Please pull out every line of the data below that contains the word "wooden" and copy each such line in full.
──────── Extracted material ────────
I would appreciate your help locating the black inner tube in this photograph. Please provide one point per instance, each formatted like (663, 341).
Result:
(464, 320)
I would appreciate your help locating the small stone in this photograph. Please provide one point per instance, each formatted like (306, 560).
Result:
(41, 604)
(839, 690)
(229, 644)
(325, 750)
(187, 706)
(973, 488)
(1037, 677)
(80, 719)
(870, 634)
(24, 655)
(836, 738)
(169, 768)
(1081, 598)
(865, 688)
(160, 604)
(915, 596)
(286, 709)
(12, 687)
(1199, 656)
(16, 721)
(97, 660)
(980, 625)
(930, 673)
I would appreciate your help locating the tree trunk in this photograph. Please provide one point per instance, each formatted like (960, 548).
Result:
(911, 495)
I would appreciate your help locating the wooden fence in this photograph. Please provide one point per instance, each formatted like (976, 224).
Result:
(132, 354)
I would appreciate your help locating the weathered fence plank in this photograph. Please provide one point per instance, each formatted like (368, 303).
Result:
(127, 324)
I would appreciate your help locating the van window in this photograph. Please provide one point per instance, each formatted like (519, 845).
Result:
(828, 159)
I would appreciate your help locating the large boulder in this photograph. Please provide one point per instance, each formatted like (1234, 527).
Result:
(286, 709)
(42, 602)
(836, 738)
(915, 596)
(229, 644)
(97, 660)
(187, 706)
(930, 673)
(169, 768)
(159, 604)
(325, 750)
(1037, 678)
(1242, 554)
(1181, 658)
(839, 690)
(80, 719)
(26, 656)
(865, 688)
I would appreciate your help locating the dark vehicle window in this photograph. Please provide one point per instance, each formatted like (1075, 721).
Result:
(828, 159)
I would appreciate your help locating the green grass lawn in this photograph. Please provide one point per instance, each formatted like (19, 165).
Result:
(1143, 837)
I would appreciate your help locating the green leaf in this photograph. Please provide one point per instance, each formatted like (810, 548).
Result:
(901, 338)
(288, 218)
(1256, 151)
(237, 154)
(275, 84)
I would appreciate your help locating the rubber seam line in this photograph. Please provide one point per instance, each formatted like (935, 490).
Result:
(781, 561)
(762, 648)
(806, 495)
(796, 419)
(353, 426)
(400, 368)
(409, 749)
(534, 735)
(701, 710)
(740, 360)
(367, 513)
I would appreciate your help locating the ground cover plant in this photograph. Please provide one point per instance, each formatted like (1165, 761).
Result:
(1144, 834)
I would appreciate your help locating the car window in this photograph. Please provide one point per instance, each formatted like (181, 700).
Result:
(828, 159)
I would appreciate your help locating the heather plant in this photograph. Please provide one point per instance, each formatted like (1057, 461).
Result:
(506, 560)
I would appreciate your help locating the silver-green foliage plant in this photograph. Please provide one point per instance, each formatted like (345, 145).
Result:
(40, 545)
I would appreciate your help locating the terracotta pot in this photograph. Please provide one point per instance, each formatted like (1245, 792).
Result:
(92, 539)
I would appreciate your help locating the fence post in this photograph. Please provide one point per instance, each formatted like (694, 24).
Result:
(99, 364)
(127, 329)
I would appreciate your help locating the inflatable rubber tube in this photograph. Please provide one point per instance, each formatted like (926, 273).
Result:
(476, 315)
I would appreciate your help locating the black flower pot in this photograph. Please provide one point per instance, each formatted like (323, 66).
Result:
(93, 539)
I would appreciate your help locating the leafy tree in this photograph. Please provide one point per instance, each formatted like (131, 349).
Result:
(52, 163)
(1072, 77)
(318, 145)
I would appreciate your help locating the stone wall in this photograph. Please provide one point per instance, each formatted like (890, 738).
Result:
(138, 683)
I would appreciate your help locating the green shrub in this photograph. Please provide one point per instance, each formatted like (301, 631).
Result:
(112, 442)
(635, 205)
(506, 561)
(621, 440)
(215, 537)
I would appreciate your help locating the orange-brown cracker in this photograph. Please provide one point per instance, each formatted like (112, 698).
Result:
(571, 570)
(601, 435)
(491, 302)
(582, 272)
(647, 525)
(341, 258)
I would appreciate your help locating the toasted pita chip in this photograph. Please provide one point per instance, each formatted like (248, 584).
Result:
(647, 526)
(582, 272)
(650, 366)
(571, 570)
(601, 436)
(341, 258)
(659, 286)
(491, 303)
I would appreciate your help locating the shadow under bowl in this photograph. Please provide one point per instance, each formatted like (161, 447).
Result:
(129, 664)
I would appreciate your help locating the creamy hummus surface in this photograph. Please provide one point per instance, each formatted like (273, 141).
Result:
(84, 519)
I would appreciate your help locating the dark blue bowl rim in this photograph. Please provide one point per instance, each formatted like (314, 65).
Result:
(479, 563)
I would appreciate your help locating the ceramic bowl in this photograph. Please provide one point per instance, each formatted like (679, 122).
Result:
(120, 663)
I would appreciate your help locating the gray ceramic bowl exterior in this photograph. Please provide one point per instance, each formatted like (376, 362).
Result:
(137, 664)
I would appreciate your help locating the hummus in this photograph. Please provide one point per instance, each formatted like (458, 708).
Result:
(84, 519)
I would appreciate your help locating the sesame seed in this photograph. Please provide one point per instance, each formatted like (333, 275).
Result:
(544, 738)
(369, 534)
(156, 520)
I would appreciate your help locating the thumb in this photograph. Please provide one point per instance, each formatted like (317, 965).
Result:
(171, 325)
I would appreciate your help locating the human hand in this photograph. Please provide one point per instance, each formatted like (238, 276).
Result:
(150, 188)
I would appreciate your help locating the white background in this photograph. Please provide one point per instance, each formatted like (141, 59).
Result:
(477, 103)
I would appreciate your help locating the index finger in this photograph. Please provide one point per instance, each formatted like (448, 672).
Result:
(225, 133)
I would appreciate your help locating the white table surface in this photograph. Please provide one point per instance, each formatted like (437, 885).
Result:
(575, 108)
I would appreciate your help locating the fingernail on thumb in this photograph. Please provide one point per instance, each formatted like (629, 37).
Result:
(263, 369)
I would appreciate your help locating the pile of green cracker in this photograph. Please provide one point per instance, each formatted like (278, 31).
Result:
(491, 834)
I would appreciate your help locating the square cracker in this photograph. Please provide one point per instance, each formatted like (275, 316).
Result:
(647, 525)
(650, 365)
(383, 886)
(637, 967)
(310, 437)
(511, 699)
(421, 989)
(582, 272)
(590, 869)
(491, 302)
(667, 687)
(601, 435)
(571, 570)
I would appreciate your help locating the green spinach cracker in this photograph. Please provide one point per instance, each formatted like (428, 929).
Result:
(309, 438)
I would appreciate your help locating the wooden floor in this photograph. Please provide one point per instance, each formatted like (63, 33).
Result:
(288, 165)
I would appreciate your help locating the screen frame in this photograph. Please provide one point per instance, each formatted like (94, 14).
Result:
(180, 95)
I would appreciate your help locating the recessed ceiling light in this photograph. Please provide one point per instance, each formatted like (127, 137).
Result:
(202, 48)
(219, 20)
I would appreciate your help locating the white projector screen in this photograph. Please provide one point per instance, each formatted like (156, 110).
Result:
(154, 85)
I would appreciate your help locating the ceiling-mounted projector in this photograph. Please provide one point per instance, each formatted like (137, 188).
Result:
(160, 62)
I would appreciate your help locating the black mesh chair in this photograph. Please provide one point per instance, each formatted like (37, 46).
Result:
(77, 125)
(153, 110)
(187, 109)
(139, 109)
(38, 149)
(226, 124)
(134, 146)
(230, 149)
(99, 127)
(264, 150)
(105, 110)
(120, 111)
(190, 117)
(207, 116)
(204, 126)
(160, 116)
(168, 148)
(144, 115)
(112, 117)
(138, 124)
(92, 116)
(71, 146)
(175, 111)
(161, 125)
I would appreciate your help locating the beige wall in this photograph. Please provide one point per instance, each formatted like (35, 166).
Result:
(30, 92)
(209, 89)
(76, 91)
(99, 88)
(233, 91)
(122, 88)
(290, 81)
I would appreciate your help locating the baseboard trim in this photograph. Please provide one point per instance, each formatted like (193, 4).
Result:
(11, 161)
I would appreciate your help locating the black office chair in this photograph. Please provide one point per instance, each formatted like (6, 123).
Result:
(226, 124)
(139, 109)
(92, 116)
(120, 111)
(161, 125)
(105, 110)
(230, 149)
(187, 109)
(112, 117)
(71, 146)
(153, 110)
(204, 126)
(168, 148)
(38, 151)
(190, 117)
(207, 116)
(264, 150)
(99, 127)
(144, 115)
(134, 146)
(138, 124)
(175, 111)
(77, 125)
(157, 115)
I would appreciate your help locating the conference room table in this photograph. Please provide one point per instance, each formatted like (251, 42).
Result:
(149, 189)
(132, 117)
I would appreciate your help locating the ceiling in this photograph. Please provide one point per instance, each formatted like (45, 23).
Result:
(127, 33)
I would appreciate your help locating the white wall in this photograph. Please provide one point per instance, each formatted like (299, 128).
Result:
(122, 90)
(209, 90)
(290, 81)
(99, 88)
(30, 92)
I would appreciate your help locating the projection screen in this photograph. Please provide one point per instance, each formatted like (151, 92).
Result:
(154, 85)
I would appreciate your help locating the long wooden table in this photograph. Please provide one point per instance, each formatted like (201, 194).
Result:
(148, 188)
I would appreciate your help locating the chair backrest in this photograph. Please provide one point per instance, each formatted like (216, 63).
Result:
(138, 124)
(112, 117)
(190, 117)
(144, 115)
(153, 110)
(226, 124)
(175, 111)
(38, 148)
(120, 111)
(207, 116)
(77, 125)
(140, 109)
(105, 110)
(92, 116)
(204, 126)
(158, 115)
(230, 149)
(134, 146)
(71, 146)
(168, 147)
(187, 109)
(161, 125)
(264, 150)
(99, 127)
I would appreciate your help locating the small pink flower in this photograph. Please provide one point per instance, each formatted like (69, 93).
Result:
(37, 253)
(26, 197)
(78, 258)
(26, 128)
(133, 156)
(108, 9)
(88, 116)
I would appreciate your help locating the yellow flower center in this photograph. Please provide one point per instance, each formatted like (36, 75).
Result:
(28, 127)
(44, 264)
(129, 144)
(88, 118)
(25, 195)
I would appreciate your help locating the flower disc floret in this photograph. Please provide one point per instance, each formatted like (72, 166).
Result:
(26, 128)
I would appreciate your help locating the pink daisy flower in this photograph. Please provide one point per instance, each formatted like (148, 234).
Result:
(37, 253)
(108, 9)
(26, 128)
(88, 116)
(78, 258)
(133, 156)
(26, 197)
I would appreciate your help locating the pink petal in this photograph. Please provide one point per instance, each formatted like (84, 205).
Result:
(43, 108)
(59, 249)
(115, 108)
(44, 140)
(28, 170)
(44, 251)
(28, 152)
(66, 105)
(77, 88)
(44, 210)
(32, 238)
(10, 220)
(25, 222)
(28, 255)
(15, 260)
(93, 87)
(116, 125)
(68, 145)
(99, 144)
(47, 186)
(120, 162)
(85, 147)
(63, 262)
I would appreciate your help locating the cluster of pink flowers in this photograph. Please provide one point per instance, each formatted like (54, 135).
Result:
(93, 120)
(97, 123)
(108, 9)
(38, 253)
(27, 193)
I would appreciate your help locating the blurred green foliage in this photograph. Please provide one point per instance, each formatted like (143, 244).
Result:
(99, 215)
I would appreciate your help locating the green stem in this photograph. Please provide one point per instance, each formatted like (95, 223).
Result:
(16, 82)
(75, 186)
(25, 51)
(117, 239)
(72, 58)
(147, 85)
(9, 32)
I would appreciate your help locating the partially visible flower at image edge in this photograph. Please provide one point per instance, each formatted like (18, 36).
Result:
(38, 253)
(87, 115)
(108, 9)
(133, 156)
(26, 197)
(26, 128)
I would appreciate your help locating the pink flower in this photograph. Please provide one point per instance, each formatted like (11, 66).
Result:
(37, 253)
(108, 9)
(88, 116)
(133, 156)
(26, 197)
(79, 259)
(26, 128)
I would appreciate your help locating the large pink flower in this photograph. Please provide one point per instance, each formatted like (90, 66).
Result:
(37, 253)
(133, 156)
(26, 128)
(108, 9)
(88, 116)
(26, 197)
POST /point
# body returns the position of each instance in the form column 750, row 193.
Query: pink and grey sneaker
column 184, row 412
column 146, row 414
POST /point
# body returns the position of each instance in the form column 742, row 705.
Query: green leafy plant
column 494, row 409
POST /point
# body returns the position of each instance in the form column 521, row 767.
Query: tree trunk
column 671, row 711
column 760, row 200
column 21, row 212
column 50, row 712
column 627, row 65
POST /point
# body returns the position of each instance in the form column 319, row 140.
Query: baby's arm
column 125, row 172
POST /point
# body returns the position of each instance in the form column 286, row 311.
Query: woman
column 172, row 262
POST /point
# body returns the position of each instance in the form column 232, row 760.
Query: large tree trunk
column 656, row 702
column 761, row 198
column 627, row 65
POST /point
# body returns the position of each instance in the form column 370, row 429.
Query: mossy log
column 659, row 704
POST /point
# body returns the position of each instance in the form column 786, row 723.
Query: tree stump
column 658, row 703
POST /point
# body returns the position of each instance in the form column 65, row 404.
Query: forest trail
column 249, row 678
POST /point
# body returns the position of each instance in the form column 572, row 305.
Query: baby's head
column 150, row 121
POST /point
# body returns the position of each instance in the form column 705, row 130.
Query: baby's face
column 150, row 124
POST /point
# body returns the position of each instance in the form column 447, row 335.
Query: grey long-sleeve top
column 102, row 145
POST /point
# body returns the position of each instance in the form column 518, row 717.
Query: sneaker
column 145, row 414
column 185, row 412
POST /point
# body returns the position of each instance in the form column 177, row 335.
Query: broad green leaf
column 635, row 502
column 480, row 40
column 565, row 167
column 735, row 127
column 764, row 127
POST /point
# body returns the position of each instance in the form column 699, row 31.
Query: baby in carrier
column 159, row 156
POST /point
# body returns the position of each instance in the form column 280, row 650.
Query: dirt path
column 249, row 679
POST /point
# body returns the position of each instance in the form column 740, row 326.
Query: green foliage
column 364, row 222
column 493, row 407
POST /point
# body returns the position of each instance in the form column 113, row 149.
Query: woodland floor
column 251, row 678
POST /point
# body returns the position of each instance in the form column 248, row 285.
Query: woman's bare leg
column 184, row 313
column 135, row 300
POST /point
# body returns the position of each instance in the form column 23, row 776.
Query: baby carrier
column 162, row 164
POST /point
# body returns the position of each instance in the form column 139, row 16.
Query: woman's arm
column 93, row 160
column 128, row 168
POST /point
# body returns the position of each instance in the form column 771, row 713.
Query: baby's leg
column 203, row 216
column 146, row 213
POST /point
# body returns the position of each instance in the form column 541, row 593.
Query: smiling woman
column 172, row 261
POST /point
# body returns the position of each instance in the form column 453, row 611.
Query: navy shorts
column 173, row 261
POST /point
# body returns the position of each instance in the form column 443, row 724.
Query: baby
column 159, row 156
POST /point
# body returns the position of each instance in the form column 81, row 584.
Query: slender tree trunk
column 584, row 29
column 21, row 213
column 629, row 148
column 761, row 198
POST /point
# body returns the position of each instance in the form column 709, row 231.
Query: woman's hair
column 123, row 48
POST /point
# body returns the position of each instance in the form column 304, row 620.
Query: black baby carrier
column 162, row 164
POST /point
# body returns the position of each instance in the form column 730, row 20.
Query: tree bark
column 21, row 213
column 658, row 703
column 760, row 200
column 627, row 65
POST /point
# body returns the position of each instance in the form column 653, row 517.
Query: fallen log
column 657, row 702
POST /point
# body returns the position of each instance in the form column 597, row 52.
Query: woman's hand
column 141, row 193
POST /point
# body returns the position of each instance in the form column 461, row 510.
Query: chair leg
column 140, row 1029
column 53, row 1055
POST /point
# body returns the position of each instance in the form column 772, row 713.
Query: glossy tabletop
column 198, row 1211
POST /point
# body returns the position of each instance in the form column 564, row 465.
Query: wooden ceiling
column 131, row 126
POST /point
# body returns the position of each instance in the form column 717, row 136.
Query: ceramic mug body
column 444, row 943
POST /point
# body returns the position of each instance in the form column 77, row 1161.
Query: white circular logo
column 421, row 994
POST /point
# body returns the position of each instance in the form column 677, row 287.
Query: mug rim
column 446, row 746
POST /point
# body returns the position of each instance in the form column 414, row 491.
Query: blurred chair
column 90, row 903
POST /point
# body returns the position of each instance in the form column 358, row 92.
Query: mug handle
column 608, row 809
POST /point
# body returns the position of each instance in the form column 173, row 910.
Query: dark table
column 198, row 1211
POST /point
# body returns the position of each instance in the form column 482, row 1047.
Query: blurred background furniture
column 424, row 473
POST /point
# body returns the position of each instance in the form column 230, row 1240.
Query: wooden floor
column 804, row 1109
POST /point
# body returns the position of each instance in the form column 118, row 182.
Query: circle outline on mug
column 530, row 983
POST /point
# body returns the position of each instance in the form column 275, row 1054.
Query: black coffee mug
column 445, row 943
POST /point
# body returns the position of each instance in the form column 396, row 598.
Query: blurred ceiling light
────────
Response to this exercise:
I would appreciate your help locating the wooden fence in this photograph. Please provide one point per instance, each formatted like (976, 224).
I would appreciate your help locating the wooden floor in this photograph. Please provide one point per instance, each formatted like (63, 33).
I would appreciate your help locating the long wooden table in this photograph. Please provide one point per instance, each formatted like (201, 194).
Query: wooden ceiling
Query: wooden floor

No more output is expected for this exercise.